**KUTIPAN DOKUMEN**
OLEH H. Fachrul Rasyid HF
Wartawan
Senior
Masyarakat Kapur IX bergotong royong ( |
Berkunjung ke Nagari Sialang dan Gelugur
Kecamatan Kapur IX sungguh menggugah
perasaan kemanusian dan nyali kepemerintahan. Inilah yang dirasakan saat
menyertai rombongan safari Ramadan Bupati Limapuluh
Kota Dr.
Alis Marajo bersama sejumlah pejabat kepala satuan kerja pemerintah daerah
setempat ke perbatasan Sumatera Barat dan Riau itu, Sabtu 20 Aguastus 2011
lalu.
Berkendaraan dari Pangkalan Koto Baru
ke Muara Paiti ibu kecamatan Kabupur IX
(34 km) terus ke Koto Bangun dan Durian Tinggi
(9 km) terbilang nyaman. Maklum, meski agak sempit jalan provinsi ini masih
mulus. Namun dari Durian Tinggi ke Sialang (3 km) kondisinya mulai parah. Di
sepanjang jalan roda kendaraan hanya menginjak sisa aspal dan genangan air di
lobang yang mirip danau-danau kecil. Tapi tak lama lagi ruas ini segera berubah
karena kini sedang dilakukan perbaikan saluran dan bahu jalan oleh Dinas
Prasarana Jalan Tataruang dan Pemukiman (Prasja Tarkim) Sumatera Barat.
Namun perjalanan berikutnya dari Sialang
ke Gelugur melintasi daerah berbukit-bukit sejauh 24 km perlu ekstra hati-hati.
Bukan hanya tanjakan dan turunannya tajam yang membuat gamang tapi kondisi
jalannya pun amat parah. Di beberapa tempat jalan terbelah-belah
saluran air hujan karena salurannya sendiri sudah lama buta. Meski hampir semua
jembatan sudah terbuat dari rangka baja namun di beberapa titik cuma menyisakan
bekas pengerasan dan coran beton awal pertama jalan ini dibuka sekitar tahun
1998 silam.
Begitupun sudah ada harapan perbaikan.
Rencananya Dinas Prasja dan Tarkim Sumatera Barat tahun depan akan
merekonstruksi dan melakukan pengerasan jalan dengan biaya sekitar Rp17 miliar.

**TUJUAN 1**
Tulis ulang bagian teks tentang perjalanan ke Kapur IX yang dibuka dengan kata-kata "Alis Marajo bersama" dan ditutup dengan "perlu ekstra hati-hati.". Ganti "danau-danau kecil" dengan "kolam-kolam kecil".
**TUJUAN 2**
Lanjutkan teks tentang perjalanan ke Kapur IX mulai dari kalimat terakhirnya.

**CUPLIKAN DATA**
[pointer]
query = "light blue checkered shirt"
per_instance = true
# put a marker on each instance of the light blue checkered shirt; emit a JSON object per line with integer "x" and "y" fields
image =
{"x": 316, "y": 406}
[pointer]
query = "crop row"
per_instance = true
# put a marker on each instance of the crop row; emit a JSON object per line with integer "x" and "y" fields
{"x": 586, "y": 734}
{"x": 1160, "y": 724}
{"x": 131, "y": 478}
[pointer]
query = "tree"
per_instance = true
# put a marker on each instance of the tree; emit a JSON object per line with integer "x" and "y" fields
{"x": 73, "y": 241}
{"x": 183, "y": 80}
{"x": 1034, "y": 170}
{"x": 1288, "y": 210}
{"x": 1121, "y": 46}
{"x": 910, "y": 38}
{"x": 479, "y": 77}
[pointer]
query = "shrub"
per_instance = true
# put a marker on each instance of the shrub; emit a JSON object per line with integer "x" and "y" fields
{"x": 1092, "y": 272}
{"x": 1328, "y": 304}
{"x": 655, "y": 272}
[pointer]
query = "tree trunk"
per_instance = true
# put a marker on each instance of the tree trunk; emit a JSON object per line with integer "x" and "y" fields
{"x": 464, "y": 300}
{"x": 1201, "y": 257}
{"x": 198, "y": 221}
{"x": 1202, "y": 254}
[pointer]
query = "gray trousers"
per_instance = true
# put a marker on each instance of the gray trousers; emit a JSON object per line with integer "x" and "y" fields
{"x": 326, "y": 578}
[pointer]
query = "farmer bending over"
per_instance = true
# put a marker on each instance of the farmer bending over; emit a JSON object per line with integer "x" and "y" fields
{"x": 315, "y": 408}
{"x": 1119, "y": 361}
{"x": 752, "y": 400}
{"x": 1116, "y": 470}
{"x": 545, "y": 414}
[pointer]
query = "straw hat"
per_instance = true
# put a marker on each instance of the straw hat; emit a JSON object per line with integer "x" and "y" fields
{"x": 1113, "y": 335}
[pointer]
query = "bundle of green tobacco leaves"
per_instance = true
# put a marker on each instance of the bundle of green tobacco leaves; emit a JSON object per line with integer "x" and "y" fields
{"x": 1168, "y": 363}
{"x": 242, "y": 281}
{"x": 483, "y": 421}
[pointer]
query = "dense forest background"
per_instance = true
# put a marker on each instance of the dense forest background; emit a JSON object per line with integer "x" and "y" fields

**JAWABAN YANG DIHARAPKAN 1**
Alis Marajo bersama sejumlah pejabat kepala satuan kerja pemerintah daerah
setempat ke perbatasan Sumatera Barat dan Riau itu, Sabtu 20 Aguastus 2011
lalu.
Berkendaraan dari Pangkalan Koto Baru
ke Muara Paiti ibu kecamatan Kabupur IX
(34 km) terus ke Koto Bangun dan Durian Tinggi
(9 km) terbilang nyaman. Maklum, meski agak sempit jalan provinsi ini masih
mulus. Namun dari Durian Tinggi ke Sialang (3 km) kondisinya mulai parah. Di
sepanjang jalan roda kendaraan hanya menginjak sisa aspal dan genangan air di
lobang yang mirip kolam-kolam kecil. Tapi tak lama lagi ruas ini segera berubah
karena kini sedang dilakukan perbaikan saluran dan bahu jalan oleh Dinas
Prasarana Jalan Tataruang dan Pemukiman (Prasja Tarkim) Sumatera Barat.
Namun perjalanan berikutnya dari Sialang
ke Gelugur melintasi daerah berbukit-bukit sejauh 24 km perlu ekstra hati-hati.

**JAWABAN YANG DIHARAPKAN 2**
Kepastian itu disampaikan pejabat Limapuluh Kota saat berdialog
dengan warga di Masjid Jorong Mongan Gelugur dan warga di Masjid Sialang.
Katanya, perbaikan jalan ini mendapat prioritas karena mendukung rencana
penempatan sekitar 100 kk warga transmigrasi korban gempa 30 September 2009 di
Nagari Gelugur.
Mengusik
Keprihatinan
Jalan raya memang merupakan urat nadi
ekonomi. Toh, kalaupun Dinas Prasja dan Tarkim Sumatera Barat memuluskan jalan
raya sepanjang Kapur IX, agaknya tak otomatis membuat perekonomian dan
kesejahteraan sekitar 27 ribu rakyat kecamatan ini bisa ditingkatkan. Sebab,
yang diperlukan Kapur IX tak sebatas jalan. Masih banyak sektor kehidupan
rakyat yang perlu mendapat perbaikan dan pembinaan jajaran Pemda Kabupaten
maupun Pemda Provinsi Sumatera Barat.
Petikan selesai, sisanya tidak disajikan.